| WHAT IS NEEDED |
Format each of the entries below as one item in a numbered list, and leave out any blank lines.
━━━ SUPPLIED RECORDS ━━━
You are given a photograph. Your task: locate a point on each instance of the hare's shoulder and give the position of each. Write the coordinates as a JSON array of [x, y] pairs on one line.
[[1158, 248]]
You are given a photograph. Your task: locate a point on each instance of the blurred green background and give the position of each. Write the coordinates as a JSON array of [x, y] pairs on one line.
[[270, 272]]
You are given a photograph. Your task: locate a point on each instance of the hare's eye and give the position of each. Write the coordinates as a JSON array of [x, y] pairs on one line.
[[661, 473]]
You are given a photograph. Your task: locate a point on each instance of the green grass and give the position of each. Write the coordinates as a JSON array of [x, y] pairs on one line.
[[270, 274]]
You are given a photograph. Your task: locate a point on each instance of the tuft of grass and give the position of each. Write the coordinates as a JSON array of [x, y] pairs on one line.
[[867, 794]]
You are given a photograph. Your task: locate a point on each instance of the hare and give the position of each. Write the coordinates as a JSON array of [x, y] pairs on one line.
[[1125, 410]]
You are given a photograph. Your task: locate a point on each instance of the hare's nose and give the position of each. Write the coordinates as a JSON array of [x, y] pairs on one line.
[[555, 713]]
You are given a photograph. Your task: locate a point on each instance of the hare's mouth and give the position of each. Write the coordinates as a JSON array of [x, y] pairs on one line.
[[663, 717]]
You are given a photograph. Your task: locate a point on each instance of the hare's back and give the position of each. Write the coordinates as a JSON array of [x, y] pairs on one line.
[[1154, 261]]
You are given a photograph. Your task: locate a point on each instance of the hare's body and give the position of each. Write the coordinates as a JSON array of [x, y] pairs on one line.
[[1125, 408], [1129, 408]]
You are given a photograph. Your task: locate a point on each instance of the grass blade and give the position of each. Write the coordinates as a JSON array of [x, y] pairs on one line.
━━━
| PROBLEM SOLUTION |
1. You are given a photograph. Your task: locate a point on each instance of the hare's shoulder and give the position of each. Write the coordinates as a JSON array of [x, y] pairs on one line.
2. [[1158, 248]]
3. You are given a photograph. Your task: locate a point on each instance of the blurred green background and give the position of each. Write the coordinates as a JSON array of [x, y] pairs on one line.
4. [[270, 272]]
5. You are given a photograph. Your task: locate a point on each instance of the hare's eye and give the position of each. Write the coordinates as a JSON array of [x, y] pairs on one line.
6. [[661, 473]]
7. You are given a photograph. Your task: locate a point on each instance of the green grass and give the position of each. Write the coordinates as a JSON array of [x, y] pairs on one line.
8. [[270, 274]]
9. You are given a photograph. Your task: locate a point on each instance of the tuft of grass and give the position of each. Write the coordinates as a JSON array of [x, y] pairs on one line.
10. [[867, 794]]
11. You are given a photograph. Your task: locate a point on each instance of the hare and give the position of each. Write the coordinates as a JSON array of [x, y] pairs on one line.
12. [[1125, 410]]
13. You are given a photograph. Your task: locate a point on each instance of the hare's nose and give the position of each. Write the coordinates as a JSON array of [x, y] pairs on one line.
14. [[555, 713]]
15. You are given a photograph. Your task: locate a point on each instance of the hare's mouth and give the position of each. Write the coordinates as a JSON array of [x, y] pairs on one line.
16. [[663, 717]]
17. You are given a photograph. Your task: locate a point on each instance of the hare's back and give the position of each. Write the coordinates as a JSON array of [x, y] pairs on one line.
18. [[1154, 261]]
19. You are given a photograph. Your task: locate a point on each instance of the hare's body and give the position of each. Write the coordinates as a JSON array of [x, y] pairs on one line.
20. [[1125, 408], [1129, 408]]
21. You are given a photograph. Your task: locate a point on each instance of the grass blade and give the position of each. Write the coordinates as a JSON array of [x, y] pairs on one line.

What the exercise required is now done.